* Supplied passage:
---

Jan Kara April 4, 2023, 10:04 a.m. UTC | #7
On Mon 03-04-23 22:02:56, Baokun Li wrote:
> On 2023/3/30 0:22, Jan Kara wrote:
> > On Wed 29-03-23 15:23:19, Baokun Li wrote:
> > > On 2023/3/28 18:00, Jan Kara wrote:
> > > > On Mon 27-03-23 21:09:42, Baokun Li wrote:
> > > > > On 2023/3/27 20:47, Jan Kara wrote:
> > > > > > On Sat 25-03-23 14:34:43, Baokun Li wrote:
> > > > > > > In our fault injection test, we create an ext4 file, migrate it to
> > > > > > > non-extent based file, then punch a hole and finally trigger a WARN_ON
> > > > > > > in the ext4_da_update_reserve_space():
> > > > > > > 
> > > > > > > EXT4-fs warning (device sda): ext4_da_update_reserve_space:369:
> > > > > > > ino 14, used 11 with only 10 reserved data blocks
> > > > > > > 
> > > > > > > When writing back a non-extent based file, if we enable delalloc, the
> > > > > > > number of reserved blocks will be subtracted from the number of blocks
> > > > > > > mapped by ext4_ind_map_blocks(), and the extent status tree will be
> > > > > > > updated. We update the extent status tree by first removing the old
> > > > > > > extent_status and then inserting the new extent_status. If the block range
> > > > > > > we remove happens to be in an extent, then we need to allocate another
> > > > > > > extent_status with ext4_es_alloc_extent().
> > > > > > > 
> > > > > > >           use old    to remove   to add new
> > > > > > >        |----------|------------|------------|
> > > > > > >                  old extent_status
> > > > > > > 
> > > > > > > The problem is that the allocation of a new extent_status failed due to a
> > > > > > > fault injection, and __es_shrink() did not get free memory, resulting in
> > > > > > > a return of -ENOMEM. Then do_writepages() retries after receiving -ENOMEM,
> > > > > > > we map to the same extent again, and the number of reserved blocks is again
> > > > > > > subtracted from the number of blocks in that extent. Since the blocks in
> > > > > > > the same extent are subtracted twice, we end up triggering WARN_ON at
> > > > > > > ext4_da_update_reserve_space() because used > ei->i_reserved_data_blocks.

---

* Listing:
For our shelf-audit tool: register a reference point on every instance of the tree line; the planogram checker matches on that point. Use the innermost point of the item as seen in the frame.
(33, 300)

---

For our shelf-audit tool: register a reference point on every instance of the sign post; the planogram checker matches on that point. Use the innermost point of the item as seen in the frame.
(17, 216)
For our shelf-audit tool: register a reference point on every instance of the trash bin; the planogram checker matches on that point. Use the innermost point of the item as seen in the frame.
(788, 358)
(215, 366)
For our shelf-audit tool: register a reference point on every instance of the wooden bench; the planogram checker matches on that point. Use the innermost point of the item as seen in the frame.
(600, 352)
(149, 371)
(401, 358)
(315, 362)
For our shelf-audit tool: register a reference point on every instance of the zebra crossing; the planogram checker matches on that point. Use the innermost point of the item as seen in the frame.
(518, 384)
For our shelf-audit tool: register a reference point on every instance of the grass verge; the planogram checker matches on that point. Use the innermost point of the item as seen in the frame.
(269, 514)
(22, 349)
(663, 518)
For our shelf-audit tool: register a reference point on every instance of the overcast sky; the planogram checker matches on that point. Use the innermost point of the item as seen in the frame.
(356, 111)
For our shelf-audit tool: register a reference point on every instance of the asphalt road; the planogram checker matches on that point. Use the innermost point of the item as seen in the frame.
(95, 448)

---

* To be done: Could you write the next part of the ext4 mailing-list thread about the delalloc reserved-block warning, starting after its last sentence?

* In response:
> > > > > > Hum, but this second call to ext4_map_blocks() should find already allocated
> > > > > > blocks in the indirect block and thus should not be subtracting
> > > > > > ei->i_reserved_data_blocks for the second time. What am I missing?
> > > > > > 
> > > > > > 								Honza
> > > > > > 
> > > > > ext4_map_blocks
> > > > >     1. Lookup extent status tree firstly
> > > > >          goto found;
> > > > >     2. get the block without requesting a new file system block.
> > > > > found:
> > > > >     3. ceate and map the block
> > > > > 
> > > > > When we call ext4_map_blocks() for the second time, we directly find the
> > > > > corresponding blocks in the extent status tree, and then go directly to step
> > > > > 3,
> > > > > because our flag is brand new and therefore does not contain EXT4_MAP_MAPPED
> > > > > but contains EXT4_GET_BLOCKS_CREATE, thus subtracting
> > > > > ei->i_reserved_data_blocks
> > > > > for the second time.
> > > > Ah, I see. Thanks for explanation. But then the problem is deeper than just
> > > > a mismatch in number of reserved delalloc block. The problem really is that
> > > > if extent status tree update fails, we have inconsistency between what is
> > > > stored in the extent status tree and what is stored on disk. And that can
> > > > cause even data corruption issues in some cases.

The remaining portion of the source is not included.